Update the lines below so that every "Acceptance checklist" becomes "Verification checklist", with everything else left unchanged.

--- Start Listed entries ---

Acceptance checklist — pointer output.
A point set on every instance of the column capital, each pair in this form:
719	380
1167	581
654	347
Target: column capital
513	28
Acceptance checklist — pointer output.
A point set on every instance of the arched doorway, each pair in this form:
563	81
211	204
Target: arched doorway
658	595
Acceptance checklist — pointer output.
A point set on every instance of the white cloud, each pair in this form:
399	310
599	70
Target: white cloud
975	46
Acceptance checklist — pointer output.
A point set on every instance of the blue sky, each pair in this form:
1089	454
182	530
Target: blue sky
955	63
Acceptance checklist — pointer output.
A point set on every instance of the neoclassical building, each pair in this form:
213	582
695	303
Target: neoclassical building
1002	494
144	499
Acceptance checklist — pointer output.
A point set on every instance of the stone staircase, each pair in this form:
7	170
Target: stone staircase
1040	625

--- End Listed entries ---

## Response
Verification checklist — pointer output.
A point set on every instance of the column capital, each pair in this form:
719	380
1167	581
654	347
Target: column capital
513	28
Verification checklist — pointer output.
A point set on every instance of the arched doorway, each pair in this form:
563	81
211	204
Target: arched doorway
658	595
Verification checklist — pointer output.
A point set on every instance of the white cloud, each pair in this form:
399	310
599	70
Target: white cloud
975	46
Verification checklist — pointer output.
A point set on every instance of the blue sky, each pair in this form:
1089	454
182	530
Target: blue sky
955	63
Verification checklist — pointer output.
A point set on every instance of the neoclassical building, each pair in this form:
213	582
695	303
Target: neoclassical building
1002	494
144	499
Verification checklist — pointer output.
A point set on every instance of the stone staircase, each pair in this form:
7	170
Target: stone staircase
1040	625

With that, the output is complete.